原文:
--*--

伸び盛りの若手ジョッキーが自盆の成長の度合いを確認するのに「昨年より勝ち鞍をいくつ伸ばせたか」というのが
ひとつの目安になる。
もちろん騎手それぞれ毎年の騎乗回数が異なるのだから一概に言いきれないが、
それでも若手にとっては一つでも勝利がふえることが励みになる。

 

山田雄大騎手は毎年のように「前年より勝ち鞍をふやすこと」を目標に掲げてきた。
これまで順調に目標をクリアしてきたわけではないが、しかしデビュー7年目の今年は少し様相がちがう。
8月20日(取材日)の時点ですでに昨年の勝ち鞍(21勝)を超え、23勝を挙げている。
順調に勝ちを重ねていけば昨年の2倍、40勝超まで伸びそうな気配だ。

--*--

抽出した行:
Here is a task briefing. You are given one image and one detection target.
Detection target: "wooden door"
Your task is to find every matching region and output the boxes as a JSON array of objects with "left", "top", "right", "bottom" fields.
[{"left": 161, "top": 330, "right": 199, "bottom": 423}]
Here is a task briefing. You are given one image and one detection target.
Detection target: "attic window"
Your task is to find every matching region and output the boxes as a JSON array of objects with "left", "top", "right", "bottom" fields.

--*--

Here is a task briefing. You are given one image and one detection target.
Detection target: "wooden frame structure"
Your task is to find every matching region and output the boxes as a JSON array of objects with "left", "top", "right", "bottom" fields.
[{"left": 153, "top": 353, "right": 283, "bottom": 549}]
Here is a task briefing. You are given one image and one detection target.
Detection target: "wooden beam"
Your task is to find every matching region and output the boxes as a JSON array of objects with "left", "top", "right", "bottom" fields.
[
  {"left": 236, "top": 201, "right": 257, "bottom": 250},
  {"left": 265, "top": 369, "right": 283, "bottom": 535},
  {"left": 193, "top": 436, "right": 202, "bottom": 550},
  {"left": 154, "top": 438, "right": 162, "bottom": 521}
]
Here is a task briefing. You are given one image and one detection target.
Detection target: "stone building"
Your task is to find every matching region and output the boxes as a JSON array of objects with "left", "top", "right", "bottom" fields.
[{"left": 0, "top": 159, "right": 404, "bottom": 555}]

--*--

練習課題:
1. 次の(a)〜(c)が山田雄大騎手についての文章と合うかどうか、それぞれ「はい」か「いいえ」で答え、判断の決め手となる文章中の言葉をそのまま引用してください。
(a) 山田騎手は今年がデビュー7年目である。
(b) 山田騎手の昨年の勝ち鞍は23勝だった。
(c) 山田騎手はこれまで毎年順調に目標を達成してきた。
2. 山田雄大騎手についての文章から、「もちろん騎手それぞれ毎年の騎乗回数が異なるのだから一概に言いきれないが、」を含む箇所で書き始め、「順調に勝ちを重ねていけば昨年の2倍、40勝超まで伸びそうな気配だ。」のところで書き終えて、その部分を一字一句たがえずに書き写してください。
3. 山田雄大騎手についての文章の続きを、最後の文の後から書き進めてください。

課題ごとの解答:
1.
(a) はい。「デビュー7年目の今年は少し様相がちがう」
(b) いいえ。「昨年の勝ち鞍(21勝)を超え、23勝を挙げている」
(c) いいえ。「これまで順調に目標をクリアしてきたわけではない」

2.
もちろん騎手それぞれ毎年の騎乗回数が異なるのだから一概に言いきれないが、
それでも若手にとっては一つでも勝利がふえることが励みになる。

 

山田雄大騎手は毎年のように「前年より勝ち鞍をふやすこと」を目標に掲げてきた。
これまで順調に目標をクリアしてきたわけではないが、しかしデビュー7年目の今年は少し様相がちがう。
8月20日(取材日)の時点ですでに昨年の勝ち鞍(21勝)を超え、23勝を挙げている。
順調に勝ちを重ねていけば昨年の2倍、40勝超まで伸びそうな気配だ。

3.
「いやぁ。デキすぎです」という言葉が返ってくるかと思っていたらそうではなかった。
山田自身、今年は「月3勝を挙げること」を目標にスタートしたのだという。
8月半ばの23勝は、だから想定内の数字なのである。
好調の要因として「今年は2着が少ない」ことを挙げた。

 

「勝てるところはきっちり勝ってるんじゃないかなと思っています。
ここまで2着は15回ほど。で、勝ち鞍が23なんで。取りこぼしもあるんですけど、
でもある程度、取りこぼしなく勝ててるのかなと」

 

2着を減らし、取りこぼしなく勝ちを拾い、成績向上に結びつける。
それを現実のものとするために、ここ数年、彼はさまざまな意識改革に取り組んでいる。
そうしたこれまでと明らかに違う点を探っていくと、
山田雄大の「自分を高めることだけに集中している姿」が見えてきた。

 

「考える競馬」とフィジカル強化。

競馬に対する考え方が変化し始めたのは2、3年前だという。
「それまであまり深く考えてなかったですね。レース内容を見てて、
この馬はこうしたらいいとか…ただ単にこの馬のレースはこうなんやと思って乗ってただけ。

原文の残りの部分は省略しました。